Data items

_ _ _ _ _

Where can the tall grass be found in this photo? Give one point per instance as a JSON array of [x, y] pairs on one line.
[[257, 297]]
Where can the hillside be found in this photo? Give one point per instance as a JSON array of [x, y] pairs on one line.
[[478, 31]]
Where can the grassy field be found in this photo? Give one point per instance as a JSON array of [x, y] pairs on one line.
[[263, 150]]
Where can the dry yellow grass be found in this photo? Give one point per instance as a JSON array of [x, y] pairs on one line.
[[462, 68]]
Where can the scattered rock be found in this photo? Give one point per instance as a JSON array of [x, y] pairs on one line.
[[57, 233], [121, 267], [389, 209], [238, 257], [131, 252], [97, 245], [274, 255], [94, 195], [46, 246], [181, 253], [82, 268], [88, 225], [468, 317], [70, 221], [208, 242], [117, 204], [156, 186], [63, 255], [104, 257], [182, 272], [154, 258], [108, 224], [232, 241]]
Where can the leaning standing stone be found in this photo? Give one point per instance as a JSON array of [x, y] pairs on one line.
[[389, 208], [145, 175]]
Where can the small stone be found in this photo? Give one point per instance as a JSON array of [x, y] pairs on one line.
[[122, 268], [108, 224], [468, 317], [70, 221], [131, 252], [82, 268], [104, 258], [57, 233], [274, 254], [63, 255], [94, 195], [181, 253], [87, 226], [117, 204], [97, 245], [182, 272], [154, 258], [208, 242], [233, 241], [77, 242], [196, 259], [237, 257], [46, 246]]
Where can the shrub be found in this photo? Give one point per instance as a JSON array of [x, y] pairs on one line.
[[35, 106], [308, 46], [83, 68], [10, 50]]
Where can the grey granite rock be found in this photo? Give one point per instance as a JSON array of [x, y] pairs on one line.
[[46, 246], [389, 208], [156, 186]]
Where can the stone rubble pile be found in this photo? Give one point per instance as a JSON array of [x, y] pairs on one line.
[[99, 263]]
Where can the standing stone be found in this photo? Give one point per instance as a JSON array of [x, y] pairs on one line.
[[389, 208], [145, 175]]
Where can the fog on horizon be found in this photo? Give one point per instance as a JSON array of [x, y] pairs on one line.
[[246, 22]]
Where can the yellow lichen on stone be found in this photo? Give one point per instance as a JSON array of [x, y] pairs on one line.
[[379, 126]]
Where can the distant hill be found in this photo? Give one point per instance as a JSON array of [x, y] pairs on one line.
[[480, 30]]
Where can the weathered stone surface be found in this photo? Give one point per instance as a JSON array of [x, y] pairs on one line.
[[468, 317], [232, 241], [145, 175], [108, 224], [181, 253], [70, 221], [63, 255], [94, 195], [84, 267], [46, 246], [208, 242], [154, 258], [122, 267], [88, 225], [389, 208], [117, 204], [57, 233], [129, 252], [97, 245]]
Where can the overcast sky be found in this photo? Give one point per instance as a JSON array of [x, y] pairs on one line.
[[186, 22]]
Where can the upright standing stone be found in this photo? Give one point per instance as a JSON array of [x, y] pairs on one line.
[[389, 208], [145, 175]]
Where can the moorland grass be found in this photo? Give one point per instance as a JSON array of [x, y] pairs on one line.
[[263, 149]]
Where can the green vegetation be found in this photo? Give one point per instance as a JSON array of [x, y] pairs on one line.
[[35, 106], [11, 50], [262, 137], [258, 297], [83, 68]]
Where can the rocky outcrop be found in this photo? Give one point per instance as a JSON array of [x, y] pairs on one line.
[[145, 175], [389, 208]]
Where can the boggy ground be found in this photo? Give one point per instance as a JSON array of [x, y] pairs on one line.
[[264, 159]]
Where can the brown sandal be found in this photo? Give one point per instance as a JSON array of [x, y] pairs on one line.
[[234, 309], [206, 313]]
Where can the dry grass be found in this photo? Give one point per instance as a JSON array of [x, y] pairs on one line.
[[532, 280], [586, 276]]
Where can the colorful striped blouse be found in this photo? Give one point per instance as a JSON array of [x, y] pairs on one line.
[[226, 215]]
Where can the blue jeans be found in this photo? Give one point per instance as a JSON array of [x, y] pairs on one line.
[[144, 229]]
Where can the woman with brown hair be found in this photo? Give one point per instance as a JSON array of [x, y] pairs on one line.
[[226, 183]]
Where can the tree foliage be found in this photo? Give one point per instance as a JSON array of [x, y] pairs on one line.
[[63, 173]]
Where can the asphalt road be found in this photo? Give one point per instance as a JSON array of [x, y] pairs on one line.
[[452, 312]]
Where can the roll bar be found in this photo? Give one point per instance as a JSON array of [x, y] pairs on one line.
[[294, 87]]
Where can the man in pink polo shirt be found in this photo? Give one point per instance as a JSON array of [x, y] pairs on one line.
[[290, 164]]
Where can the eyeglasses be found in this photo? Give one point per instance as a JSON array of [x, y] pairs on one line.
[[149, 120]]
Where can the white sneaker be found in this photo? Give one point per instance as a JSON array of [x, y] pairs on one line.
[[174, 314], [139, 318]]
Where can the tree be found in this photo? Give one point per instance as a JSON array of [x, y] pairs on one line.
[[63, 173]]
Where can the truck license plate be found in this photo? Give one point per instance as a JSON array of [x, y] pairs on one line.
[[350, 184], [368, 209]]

_ _ _ _ _

What is being asked:
I would like you to return every entry exactly, with nothing changed.

Written response:
Where can the tall grass be found in this photo? Give one point per instance as a JSON array of [x, y] pairs on one line.
[[257, 297]]
Where can the hillside be found in this photo? Give one point per instance as a JSON array of [x, y] pairs on one line.
[[478, 31]]
Where can the grassy field be found in this photo? Give one point per instance as a JSON array of [x, y] pairs on one line.
[[263, 150]]
Where can the dry yellow grass be found in this photo? Give one point per instance as a JSON array of [x, y] pairs on one line.
[[462, 68]]
Where can the scattered rock be found in this photo? Give one point per instance as a JSON array of [x, y] pairs on one line.
[[57, 233], [121, 267], [389, 209], [238, 257], [131, 252], [97, 245], [274, 255], [94, 195], [46, 246], [181, 253], [82, 268], [88, 225], [468, 317], [70, 221], [208, 242], [117, 204], [156, 186], [63, 255], [104, 257], [182, 272], [154, 258], [108, 224], [232, 241]]
Where can the leaning standing stone be found in this photo? Give one point per instance as a JSON array of [x, y] pairs on one line.
[[389, 208], [145, 175]]
Where can the small stone be found in this photo? Give one point per instance as a JSON array of [x, y] pairs on one line.
[[122, 268], [108, 224], [468, 317], [70, 221], [131, 252], [82, 268], [104, 258], [57, 233], [274, 254], [63, 255], [94, 195], [181, 253], [87, 226], [117, 204], [97, 245], [182, 272], [154, 258], [208, 242], [233, 241], [77, 242], [196, 259], [237, 257], [46, 246]]
Where can the shrub be found in this photo? Give one point per instance as a JSON array of [x, y] pairs on one line.
[[35, 106], [308, 46], [83, 68], [10, 50]]
Where can the grey granite rock be found in this photo? Give one point per instance as a JSON array of [x, y] pairs on one line.
[[46, 246], [389, 208], [156, 186]]
Where can the stone rubble pile be found in this photo? Give one point per instance as a JSON array of [x, y] pairs on one line.
[[99, 263]]
Where can the standing stone be found in this photo? Give one point per instance as a JSON array of [x, y] pairs on one line.
[[389, 208], [145, 175]]
Where can the fog on horizon be found in this photo? Give one point per instance as a JSON array of [x, y] pairs on one line.
[[246, 22]]
Where can the yellow lichen on stone be found in this photo? Give one point per instance as a JSON array of [x, y] pairs on one line.
[[379, 126]]
Where can the distant hill be found in this photo? Give one point per instance as a JSON array of [x, y] pairs on one line.
[[480, 30]]
Where can the weathered stone surface be found in this photo? Give one point per instance as a JSON array of [x, y] pairs on one line.
[[468, 317], [232, 241], [145, 175], [108, 224], [181, 253], [70, 221], [63, 255], [94, 195], [84, 267], [46, 246], [208, 242], [154, 258], [122, 267], [88, 225], [389, 208], [117, 204], [57, 233], [129, 252], [97, 245]]
Where can the overcast sky be found in this photo? Give one point per instance as a JSON array of [x, y] pairs on one line.
[[186, 22]]
Where can the upright standing stone be found in this photo? Give one point per instance as a JSON array of [x, y] pairs on one line.
[[389, 208], [145, 175]]
Where can the moorland grass be found in this photo? Give one point per instance as a JSON array of [x, y] pairs on one line.
[[263, 149]]
Where can the green vegetation be found in this photo? Give one point per instance as a JSON array of [x, y] pairs on one line.
[[35, 106], [11, 50], [262, 137], [258, 297], [83, 68]]
Where can the rocky outcrop be found in this photo? Give one point per instance as a JSON array of [x, y] pairs on one line.
[[145, 175], [389, 208]]
Where can the boggy ground be found in this photo? Give one point per instance as a JSON array of [x, y] pairs on one line.
[[264, 159]]
Where can the brown sandal be found in this photo? Give one point per instance as a JSON array of [x, y] pairs on one line.
[[234, 309], [206, 313]]
Where can the dry grass be found in this photo? Give one point per instance as a JSON array of [x, y] pairs on one line.
[[532, 280], [586, 276]]
Where can the colorful striped blouse be found in this photo? Give one point per instance as a JSON array of [x, y] pairs on one line.
[[226, 215]]
Where can the blue jeans be found in this photo? Give one point per instance as a JSON array of [x, y] pairs on one line.
[[144, 229]]
Where can the woman with brown hair be found in this photo? Give one point per instance as a JSON array of [x, y] pairs on one line.
[[226, 183]]
Where can the tree foliage be found in this photo? Give one point per instance as a JSON array of [x, y] pairs on one line.
[[63, 173]]
Where can the asphalt road be found in this photo? Give one point per instance as a JSON array of [x, y] pairs on one line.
[[452, 312]]
Where can the roll bar be found in this photo? Give one point per instance as a JSON array of [x, y] pairs on one line.
[[294, 87]]
Where can the man in pink polo shirt be found in this photo? Give one point per instance as a JSON array of [x, y] pairs on one line.
[[290, 164]]
Where can the eyeglasses be found in this photo? Give one point per instance as a JSON array of [x, y] pairs on one line.
[[149, 120]]
Where can the white sneaker be found in this photo? Give one point per instance as a JSON array of [x, y] pairs on one line.
[[174, 314], [139, 318]]
Where can the tree be found in this photo? Give one point per instance as a JSON array of [x, y] pairs on one line.
[[63, 173]]
Where can the truck license plate be found in this photo? Give one point per instance as a JSON array of [x, y] pairs on one line.
[[350, 184], [368, 209]]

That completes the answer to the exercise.